***** RECORDED DATA *****

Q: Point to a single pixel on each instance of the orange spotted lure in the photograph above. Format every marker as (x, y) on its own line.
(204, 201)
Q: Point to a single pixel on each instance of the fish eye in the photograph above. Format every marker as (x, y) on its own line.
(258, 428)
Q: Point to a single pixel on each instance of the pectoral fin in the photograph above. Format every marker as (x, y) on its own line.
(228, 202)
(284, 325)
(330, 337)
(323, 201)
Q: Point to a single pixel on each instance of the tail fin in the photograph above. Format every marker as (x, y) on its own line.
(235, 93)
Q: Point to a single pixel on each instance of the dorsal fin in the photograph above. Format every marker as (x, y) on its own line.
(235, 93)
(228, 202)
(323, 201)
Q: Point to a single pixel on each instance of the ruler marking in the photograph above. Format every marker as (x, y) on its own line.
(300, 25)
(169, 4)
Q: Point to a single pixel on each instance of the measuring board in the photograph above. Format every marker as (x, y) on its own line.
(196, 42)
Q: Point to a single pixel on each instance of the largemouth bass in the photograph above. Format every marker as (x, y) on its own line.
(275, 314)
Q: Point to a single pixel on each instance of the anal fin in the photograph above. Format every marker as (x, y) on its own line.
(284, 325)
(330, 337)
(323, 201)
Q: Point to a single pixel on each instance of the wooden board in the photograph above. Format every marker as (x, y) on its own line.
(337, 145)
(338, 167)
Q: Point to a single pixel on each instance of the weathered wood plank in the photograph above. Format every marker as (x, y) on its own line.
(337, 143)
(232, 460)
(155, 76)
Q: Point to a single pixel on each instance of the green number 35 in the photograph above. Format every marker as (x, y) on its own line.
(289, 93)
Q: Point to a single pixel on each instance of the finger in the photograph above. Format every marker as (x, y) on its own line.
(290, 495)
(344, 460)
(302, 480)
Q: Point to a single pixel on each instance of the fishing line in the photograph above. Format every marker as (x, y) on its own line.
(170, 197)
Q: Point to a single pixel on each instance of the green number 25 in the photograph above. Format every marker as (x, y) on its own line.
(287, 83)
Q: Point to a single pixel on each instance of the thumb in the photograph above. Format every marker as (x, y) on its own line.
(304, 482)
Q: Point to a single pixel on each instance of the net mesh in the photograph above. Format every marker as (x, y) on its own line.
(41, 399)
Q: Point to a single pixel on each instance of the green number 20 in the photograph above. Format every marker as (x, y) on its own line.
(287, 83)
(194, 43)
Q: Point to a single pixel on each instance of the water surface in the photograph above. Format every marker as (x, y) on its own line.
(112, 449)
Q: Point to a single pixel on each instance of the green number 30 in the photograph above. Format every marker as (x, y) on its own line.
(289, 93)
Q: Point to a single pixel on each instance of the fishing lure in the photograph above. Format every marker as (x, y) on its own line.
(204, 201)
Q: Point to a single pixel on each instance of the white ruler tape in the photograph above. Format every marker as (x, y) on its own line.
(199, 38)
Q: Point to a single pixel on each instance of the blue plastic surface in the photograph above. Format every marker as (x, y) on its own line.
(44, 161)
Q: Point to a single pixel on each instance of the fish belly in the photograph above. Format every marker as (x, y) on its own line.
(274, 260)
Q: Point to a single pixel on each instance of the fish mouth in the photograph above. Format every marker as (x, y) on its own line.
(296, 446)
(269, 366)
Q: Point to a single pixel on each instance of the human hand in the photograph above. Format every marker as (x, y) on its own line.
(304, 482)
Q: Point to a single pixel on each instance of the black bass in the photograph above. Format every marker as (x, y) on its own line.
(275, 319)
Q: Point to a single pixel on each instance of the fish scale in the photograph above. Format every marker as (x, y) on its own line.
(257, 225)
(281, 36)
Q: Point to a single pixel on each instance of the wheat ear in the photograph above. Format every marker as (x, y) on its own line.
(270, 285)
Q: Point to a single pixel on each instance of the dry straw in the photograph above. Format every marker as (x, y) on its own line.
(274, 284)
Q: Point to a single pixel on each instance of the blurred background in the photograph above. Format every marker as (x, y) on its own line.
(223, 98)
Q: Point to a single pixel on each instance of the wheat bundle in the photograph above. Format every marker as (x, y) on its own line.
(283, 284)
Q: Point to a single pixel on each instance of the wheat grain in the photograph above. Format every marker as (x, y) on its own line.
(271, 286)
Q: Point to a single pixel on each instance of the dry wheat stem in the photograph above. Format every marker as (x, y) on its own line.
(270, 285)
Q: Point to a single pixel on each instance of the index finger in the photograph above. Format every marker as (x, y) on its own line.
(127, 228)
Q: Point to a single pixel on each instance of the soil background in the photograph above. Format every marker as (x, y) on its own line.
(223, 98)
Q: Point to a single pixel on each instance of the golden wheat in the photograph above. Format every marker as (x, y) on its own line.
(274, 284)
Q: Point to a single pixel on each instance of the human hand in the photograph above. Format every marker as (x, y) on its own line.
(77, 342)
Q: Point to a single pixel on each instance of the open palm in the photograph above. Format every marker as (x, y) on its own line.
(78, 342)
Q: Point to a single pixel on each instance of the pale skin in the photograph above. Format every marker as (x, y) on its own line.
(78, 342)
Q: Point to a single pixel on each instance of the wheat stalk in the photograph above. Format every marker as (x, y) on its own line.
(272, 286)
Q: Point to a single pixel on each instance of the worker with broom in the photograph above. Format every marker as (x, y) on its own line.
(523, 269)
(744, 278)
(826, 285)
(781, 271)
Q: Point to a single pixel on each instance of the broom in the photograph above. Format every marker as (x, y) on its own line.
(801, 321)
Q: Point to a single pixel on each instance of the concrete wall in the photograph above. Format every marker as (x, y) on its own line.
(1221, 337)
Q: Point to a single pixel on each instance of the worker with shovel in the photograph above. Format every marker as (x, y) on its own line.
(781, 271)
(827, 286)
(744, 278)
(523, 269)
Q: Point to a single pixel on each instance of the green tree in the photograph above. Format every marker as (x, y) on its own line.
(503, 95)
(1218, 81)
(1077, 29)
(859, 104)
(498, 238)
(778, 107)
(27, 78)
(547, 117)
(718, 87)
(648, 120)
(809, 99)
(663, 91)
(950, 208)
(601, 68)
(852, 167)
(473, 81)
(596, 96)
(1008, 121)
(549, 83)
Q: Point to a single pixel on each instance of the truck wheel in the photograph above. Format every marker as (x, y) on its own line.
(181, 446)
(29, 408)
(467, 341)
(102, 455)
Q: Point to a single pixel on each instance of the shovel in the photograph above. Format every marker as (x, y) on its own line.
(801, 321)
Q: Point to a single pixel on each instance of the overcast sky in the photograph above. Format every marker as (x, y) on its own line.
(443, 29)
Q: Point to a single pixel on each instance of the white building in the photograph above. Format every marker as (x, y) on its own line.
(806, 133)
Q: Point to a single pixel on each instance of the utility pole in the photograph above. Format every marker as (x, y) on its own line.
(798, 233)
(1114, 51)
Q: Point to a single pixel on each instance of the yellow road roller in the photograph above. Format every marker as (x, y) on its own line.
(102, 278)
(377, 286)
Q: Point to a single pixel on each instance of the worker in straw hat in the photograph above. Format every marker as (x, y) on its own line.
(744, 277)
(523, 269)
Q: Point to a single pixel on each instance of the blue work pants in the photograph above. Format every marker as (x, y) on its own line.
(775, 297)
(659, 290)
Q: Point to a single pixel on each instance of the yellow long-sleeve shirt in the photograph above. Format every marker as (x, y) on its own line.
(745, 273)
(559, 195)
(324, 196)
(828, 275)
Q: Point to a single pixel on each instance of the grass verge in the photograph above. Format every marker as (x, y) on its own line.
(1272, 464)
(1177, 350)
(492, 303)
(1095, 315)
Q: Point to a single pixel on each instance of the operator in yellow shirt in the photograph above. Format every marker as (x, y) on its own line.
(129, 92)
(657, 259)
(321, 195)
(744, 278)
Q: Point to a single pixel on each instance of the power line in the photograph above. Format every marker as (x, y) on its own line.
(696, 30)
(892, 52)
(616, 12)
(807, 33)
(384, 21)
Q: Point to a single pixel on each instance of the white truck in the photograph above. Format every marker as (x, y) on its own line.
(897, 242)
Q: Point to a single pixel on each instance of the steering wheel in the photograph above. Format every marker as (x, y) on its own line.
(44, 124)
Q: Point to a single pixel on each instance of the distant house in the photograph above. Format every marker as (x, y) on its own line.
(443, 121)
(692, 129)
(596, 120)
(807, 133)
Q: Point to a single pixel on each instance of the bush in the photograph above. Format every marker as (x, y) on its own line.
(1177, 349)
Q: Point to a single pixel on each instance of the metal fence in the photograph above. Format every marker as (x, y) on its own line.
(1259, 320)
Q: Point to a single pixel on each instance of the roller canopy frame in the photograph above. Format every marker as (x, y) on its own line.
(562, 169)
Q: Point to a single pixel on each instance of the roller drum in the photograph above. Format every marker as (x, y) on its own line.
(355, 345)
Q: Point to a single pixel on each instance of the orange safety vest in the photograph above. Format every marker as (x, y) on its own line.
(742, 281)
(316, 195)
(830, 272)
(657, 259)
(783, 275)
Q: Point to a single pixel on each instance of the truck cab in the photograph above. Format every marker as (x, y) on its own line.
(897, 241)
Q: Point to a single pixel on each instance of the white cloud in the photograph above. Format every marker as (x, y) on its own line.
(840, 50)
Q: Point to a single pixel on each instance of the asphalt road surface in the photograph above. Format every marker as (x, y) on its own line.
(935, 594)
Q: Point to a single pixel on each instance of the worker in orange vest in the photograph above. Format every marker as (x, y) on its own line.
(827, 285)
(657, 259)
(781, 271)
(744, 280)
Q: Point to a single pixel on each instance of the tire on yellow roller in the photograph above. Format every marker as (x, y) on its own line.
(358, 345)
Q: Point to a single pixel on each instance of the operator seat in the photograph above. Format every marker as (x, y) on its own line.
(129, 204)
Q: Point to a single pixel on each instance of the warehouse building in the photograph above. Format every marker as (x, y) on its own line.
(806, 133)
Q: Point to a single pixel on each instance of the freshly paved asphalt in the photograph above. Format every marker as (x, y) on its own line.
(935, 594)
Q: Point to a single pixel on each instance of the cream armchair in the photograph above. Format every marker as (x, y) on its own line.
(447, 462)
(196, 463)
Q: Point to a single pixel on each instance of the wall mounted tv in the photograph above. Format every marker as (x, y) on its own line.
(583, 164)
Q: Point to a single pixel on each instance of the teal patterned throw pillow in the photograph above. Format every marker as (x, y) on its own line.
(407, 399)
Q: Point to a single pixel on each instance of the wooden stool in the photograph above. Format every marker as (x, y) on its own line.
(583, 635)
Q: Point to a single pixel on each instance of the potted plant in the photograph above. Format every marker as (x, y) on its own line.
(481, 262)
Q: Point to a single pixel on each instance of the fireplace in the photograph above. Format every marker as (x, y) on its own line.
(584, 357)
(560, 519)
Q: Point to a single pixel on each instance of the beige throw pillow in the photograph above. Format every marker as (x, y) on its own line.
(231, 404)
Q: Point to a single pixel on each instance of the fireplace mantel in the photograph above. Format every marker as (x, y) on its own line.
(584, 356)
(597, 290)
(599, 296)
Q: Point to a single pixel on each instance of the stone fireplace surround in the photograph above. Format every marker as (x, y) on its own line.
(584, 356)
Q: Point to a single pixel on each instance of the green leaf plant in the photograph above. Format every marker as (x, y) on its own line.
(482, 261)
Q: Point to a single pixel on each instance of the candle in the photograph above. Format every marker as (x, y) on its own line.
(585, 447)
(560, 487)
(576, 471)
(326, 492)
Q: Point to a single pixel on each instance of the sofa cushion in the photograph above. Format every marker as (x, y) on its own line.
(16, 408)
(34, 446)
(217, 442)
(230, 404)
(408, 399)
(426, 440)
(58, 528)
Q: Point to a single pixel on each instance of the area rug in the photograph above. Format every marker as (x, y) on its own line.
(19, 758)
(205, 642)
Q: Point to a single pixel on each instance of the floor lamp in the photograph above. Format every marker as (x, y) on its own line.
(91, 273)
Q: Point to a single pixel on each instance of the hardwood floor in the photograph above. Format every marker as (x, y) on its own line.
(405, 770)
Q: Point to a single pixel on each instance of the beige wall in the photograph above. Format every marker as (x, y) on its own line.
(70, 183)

*****

# [EXERCISE]
With both ends included, please retype exactly the lines from the line containing "of the area" to the final line of the data.

# [RIGHT ANSWER]
Q: Point to a single pixel on each instance of the area rug in the photograph above. Format every marker as (x, y) on its own line.
(19, 758)
(205, 642)
Q: Point to a single pixel on each instance of the floor lamp in the photograph above. Format every marker as (x, y) on its own line.
(91, 273)
Q: Point to a single pixel on each instance of the hardwood floor in the photograph above. Format every marker as (x, y) on its own line.
(405, 770)
Q: Point to a single pixel on each instance of the beige wall in the photograph above. Format every marker as (x, y) on its own line.
(70, 183)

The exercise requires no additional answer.